18 U.S.C. § 1964(c) provides for civil monetary remedies for "[a]ny person injured in his business or property by reason of a violation of § 1962 of this chapter." But Mr. Hannivig fails to allege any operative facts to establish any of the four elements of § 1962, instead offering merely accusations and conclusions, furthering a narrative of a "mutually beneficial conspiracy to rob" him of his belongings and dignity, including County Commissioners, the "Kids for Cash" scandal, multiple physicians and state agencies, a "Sham Competency Hearing" complete with a "deliberately ineffective appointed Attorney-of-Record," and an allegedly complicit judge. Doc. 1 at 2-7. Because Mr. Hannivig fails to allege facts which satisfy the elements of 18 U.S.C. § 1962 in his complaint, he fails to state a claim for which relief can be granted.
F. Leave to Amend.

Task requirements:
- 1) Retype the passage on Mr. Hannivig's complaint, starting with "18 U.S.C. § 1964(c)" and going on through "can be granted.".
- 2) List every phrase that appears inside quotation marks in the passage on Mr. Hannivig's complaint.
- 3) Write the next part of the passage on Mr. Hannivig's complaint, picking up from its last line.

Saved entries:
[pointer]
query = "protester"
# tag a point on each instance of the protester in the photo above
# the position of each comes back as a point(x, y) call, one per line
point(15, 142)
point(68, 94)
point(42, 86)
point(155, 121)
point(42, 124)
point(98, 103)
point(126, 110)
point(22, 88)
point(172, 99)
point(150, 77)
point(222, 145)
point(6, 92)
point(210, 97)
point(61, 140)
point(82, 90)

Answers below:
- 1)
18 U.S.C. § 1964(c) provides for civil monetary remedies for "[a]ny person injured in his business or property by reason of a violation of § 1962 of this chapter." But Mr. Hannivig fails to allege any operative facts to establish any of the four elements of § 1962, instead offering merely accusations and conclusions, furthering a narrative of a "mutually beneficial conspiracy to rob" him of his belongings and dignity, including County Commissioners, the "Kids for Cash" scandal, multiple physicians and state agencies, a "Sham Competency Hearing" complete with a "deliberately ineffective appointed Attorney-of-Record," and an allegedly complicit judge. Doc. 1 at 2-7. Because Mr. Hannivig fails to allege facts which satisfy the elements of 18 U.S.C. § 1962 in his complaint, he fails to state a claim for which relief can be granted.

- 2)
"[a]ny person injured in his business or property by reason of a violation of § 1962 of this chapter."
"mutually beneficial conspiracy to rob"
"Kids for Cash"
"Sham Competency Hearing"
"deliberately ineffective appointed Attorney-of-Record"

- 3)
"[I]f a complaint is subject to a Rule 12(b)(6) dismissal, a district court must permit a curative amendment unless such an amendment would be inequitable or futile." Phillips v. County of Allegheny, 515 F.3d 224, 245 (3d Cir. 2008). Here, given the liberal requirement for leave to amend and because Mr. Hannivig has not yet amended his complaint, we recommend leave to amend.
IV. Recommendations.
Accordingly, we recommend that the Court grant the defendants' motions to dismiss the complaint. (Docs. 9, 10, 14, 17). We further recommend that Mr. Hannivig be granted leave to file an amended complaint.
Any amended complaint shall be complete in all respects. It shall contain all of the plaintiff's claims against all of the defendants. It shall be a new pleading which stands by itself as an adequate complaint without reference to the complaints already filed. It shall not incorporate by reference any of the previous complaints. Any amended complaint shall be titled as an amended complaint and shall contain the docket number of this case.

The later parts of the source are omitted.